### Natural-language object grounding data
Content starts

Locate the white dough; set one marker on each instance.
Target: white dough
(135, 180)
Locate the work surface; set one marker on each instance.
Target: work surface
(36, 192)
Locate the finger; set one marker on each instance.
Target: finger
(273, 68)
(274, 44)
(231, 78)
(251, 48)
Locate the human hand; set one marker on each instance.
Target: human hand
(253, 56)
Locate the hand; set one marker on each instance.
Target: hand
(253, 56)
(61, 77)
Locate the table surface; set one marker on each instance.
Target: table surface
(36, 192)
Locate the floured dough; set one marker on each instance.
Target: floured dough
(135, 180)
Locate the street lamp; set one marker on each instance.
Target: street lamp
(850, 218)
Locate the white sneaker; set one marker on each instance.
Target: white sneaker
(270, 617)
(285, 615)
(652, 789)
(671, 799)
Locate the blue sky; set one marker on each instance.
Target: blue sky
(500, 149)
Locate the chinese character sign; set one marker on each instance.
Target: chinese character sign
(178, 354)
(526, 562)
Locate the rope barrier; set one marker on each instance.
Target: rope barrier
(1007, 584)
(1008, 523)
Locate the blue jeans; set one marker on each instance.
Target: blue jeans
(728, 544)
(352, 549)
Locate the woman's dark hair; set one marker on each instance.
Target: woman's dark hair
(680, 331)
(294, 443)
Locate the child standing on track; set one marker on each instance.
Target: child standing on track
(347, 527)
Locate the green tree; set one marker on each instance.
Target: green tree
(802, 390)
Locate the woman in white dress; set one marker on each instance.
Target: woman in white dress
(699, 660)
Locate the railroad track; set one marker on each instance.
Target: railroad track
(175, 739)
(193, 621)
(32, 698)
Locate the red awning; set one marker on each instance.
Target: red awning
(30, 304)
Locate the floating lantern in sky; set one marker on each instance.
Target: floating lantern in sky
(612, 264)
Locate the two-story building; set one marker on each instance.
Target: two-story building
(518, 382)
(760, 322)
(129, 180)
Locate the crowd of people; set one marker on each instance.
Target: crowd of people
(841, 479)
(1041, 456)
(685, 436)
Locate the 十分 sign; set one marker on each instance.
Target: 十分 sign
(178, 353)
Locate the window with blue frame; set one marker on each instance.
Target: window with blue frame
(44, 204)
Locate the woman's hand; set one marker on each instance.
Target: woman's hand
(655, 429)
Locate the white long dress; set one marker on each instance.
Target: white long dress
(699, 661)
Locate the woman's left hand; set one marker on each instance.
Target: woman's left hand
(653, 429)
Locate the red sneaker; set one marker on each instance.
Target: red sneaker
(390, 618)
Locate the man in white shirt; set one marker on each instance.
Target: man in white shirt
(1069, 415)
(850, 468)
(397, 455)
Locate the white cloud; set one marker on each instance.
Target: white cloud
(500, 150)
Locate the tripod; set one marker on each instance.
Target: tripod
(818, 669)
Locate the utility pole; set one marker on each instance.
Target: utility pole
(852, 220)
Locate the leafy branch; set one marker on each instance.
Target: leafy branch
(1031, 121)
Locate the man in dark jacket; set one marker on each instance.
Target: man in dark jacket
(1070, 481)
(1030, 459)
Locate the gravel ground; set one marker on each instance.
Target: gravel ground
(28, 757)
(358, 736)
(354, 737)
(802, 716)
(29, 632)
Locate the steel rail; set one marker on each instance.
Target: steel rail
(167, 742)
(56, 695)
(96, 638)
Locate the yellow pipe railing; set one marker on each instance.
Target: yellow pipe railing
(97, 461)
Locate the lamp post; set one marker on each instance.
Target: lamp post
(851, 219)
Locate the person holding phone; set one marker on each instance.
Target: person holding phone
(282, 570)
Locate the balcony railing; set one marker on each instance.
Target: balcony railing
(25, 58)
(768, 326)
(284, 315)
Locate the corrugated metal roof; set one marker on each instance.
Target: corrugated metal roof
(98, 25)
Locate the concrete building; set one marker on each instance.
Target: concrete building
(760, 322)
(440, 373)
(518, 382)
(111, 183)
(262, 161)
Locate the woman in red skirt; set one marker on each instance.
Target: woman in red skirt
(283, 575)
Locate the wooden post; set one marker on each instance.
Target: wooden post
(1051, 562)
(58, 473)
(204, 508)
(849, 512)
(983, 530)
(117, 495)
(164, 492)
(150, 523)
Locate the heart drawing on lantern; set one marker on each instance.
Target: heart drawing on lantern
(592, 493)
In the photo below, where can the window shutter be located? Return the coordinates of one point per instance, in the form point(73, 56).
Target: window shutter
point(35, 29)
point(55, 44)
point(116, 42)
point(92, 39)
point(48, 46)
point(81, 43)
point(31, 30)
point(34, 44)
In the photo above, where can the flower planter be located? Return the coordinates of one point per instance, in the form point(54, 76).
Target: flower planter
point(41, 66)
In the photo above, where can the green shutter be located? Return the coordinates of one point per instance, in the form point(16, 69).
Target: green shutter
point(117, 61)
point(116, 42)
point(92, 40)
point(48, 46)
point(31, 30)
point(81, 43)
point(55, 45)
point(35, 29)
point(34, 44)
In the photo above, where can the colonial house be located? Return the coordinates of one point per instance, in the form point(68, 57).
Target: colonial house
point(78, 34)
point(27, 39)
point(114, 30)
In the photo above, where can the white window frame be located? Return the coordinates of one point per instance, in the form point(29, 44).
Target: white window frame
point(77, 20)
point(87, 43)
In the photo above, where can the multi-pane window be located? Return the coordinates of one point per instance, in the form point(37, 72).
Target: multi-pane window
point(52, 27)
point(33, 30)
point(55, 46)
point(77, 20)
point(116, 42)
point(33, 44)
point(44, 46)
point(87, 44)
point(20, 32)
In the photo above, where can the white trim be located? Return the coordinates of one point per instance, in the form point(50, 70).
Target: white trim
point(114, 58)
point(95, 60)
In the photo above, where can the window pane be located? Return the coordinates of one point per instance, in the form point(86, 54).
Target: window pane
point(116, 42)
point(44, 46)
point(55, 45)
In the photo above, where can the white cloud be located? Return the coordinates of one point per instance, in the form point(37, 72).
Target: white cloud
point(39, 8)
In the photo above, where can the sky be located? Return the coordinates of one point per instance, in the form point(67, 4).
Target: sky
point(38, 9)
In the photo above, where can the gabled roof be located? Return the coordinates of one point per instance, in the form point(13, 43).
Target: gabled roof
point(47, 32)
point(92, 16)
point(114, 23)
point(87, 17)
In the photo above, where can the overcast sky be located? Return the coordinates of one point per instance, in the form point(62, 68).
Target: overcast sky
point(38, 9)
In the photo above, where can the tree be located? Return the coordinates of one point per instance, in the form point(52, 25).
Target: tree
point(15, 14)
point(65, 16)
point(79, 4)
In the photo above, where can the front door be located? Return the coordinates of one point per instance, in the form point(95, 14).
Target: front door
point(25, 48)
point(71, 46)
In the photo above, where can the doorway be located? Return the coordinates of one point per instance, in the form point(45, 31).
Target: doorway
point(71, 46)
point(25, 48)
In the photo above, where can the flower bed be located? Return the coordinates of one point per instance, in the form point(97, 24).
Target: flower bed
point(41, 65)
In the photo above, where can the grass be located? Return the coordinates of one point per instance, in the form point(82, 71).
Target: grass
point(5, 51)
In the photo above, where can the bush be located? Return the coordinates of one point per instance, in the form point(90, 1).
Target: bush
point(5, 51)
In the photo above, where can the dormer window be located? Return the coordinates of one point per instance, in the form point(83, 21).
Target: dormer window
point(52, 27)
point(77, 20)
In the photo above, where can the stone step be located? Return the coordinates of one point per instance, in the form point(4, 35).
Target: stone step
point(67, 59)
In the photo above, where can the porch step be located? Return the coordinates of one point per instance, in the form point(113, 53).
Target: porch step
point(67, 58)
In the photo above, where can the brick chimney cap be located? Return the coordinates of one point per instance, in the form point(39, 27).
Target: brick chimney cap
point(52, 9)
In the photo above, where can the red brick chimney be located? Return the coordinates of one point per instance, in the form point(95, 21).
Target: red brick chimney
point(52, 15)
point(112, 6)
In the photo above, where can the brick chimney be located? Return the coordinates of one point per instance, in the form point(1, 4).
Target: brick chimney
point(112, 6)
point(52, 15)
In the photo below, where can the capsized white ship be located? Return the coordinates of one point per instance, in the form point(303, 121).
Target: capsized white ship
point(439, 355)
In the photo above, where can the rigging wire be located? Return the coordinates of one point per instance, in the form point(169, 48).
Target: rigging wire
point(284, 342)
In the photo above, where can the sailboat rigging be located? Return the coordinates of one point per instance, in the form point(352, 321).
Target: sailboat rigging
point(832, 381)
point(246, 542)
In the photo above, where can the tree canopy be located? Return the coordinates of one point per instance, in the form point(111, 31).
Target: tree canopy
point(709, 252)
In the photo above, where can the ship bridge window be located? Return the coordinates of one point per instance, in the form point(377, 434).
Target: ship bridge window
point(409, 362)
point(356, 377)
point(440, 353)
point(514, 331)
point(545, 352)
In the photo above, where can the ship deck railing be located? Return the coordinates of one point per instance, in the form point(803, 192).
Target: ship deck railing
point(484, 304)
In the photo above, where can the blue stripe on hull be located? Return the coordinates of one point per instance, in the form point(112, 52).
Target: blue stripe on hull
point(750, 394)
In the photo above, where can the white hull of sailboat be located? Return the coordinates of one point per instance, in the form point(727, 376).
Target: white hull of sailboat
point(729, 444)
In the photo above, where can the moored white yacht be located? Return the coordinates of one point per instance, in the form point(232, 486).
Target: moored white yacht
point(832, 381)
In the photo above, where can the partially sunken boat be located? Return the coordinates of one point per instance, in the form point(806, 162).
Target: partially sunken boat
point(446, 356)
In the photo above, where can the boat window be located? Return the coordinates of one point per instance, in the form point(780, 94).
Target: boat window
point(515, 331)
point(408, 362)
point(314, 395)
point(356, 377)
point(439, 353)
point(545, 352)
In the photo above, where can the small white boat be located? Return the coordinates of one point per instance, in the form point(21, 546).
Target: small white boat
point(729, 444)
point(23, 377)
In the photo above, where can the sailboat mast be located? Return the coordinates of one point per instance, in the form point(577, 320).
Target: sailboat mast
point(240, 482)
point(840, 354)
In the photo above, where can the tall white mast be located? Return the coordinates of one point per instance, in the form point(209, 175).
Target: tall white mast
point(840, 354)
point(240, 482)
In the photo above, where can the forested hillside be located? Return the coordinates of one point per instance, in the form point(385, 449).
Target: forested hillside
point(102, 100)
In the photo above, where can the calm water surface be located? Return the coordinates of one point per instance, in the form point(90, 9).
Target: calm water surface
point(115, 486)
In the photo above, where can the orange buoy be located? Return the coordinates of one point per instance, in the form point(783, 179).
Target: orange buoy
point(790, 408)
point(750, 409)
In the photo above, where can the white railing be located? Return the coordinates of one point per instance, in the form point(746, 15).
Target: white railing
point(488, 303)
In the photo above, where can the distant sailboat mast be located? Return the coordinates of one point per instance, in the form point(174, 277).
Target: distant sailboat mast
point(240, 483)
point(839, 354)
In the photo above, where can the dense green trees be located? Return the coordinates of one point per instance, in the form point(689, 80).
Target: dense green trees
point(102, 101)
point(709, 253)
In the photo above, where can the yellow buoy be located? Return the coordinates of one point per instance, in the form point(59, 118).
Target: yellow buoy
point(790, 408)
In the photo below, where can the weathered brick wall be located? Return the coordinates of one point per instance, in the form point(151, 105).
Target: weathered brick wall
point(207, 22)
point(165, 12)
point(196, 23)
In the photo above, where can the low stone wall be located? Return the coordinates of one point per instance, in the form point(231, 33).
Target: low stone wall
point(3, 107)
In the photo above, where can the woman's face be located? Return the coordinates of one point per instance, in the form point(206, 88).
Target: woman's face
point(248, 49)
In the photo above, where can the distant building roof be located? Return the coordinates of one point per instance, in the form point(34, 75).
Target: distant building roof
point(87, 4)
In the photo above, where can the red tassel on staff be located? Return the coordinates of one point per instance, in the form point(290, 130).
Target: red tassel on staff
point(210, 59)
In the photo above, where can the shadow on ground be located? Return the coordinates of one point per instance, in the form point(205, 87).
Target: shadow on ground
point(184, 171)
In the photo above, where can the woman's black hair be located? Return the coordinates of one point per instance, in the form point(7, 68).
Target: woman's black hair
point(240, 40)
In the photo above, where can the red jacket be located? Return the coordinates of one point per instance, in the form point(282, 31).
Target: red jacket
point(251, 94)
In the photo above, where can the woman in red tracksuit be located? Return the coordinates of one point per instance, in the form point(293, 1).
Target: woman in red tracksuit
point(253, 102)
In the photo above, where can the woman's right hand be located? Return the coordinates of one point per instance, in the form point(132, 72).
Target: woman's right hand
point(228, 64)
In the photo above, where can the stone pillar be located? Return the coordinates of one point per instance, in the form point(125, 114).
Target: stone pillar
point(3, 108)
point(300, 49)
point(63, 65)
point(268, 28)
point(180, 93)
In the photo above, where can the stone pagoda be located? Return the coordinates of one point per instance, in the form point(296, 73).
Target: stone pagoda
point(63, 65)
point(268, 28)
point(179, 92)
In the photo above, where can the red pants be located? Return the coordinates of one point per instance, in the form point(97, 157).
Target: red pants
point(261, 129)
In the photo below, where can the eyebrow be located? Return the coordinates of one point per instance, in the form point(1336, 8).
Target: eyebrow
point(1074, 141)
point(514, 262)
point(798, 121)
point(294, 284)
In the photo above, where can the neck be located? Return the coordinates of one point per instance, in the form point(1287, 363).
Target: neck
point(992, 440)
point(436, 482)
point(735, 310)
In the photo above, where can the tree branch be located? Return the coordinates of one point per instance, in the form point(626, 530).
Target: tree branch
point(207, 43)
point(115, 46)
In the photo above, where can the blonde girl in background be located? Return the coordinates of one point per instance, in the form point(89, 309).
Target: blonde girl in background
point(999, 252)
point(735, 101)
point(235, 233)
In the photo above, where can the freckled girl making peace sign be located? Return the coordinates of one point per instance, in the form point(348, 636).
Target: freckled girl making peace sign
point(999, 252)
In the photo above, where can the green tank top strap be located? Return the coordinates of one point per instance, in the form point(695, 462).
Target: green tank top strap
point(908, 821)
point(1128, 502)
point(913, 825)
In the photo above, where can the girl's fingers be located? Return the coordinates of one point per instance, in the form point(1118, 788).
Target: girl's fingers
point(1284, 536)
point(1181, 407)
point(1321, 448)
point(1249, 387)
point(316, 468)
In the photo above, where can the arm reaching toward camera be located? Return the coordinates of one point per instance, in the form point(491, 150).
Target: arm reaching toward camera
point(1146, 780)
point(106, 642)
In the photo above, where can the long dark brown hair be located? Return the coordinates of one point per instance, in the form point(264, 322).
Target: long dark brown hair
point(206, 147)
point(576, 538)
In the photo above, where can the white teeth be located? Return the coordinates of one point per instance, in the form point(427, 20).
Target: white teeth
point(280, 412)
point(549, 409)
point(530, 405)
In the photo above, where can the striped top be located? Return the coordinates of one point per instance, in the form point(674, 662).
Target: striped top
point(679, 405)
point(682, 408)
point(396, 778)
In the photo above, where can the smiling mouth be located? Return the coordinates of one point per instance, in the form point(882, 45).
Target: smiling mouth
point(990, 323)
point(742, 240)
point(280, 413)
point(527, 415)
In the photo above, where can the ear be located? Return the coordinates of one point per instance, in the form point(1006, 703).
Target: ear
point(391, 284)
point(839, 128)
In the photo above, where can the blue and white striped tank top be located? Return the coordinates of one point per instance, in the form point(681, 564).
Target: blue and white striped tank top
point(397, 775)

Content ends

### Exercise prompt
Please copy the lines above from the line with "In the photo above, where can the brick chimney cap" up to and including the line with "In the photo above, where can the red brick", exactly as written and with nothing else.

### Solved exercise
In the photo above, where can the brick chimney cap be located? Return the coordinates of one point per instance, in the form point(39, 27).
Target: brick chimney cap
point(52, 9)
In the photo above, where can the red brick chimney be located? Return the coordinates of one point per instance, in the form point(95, 21).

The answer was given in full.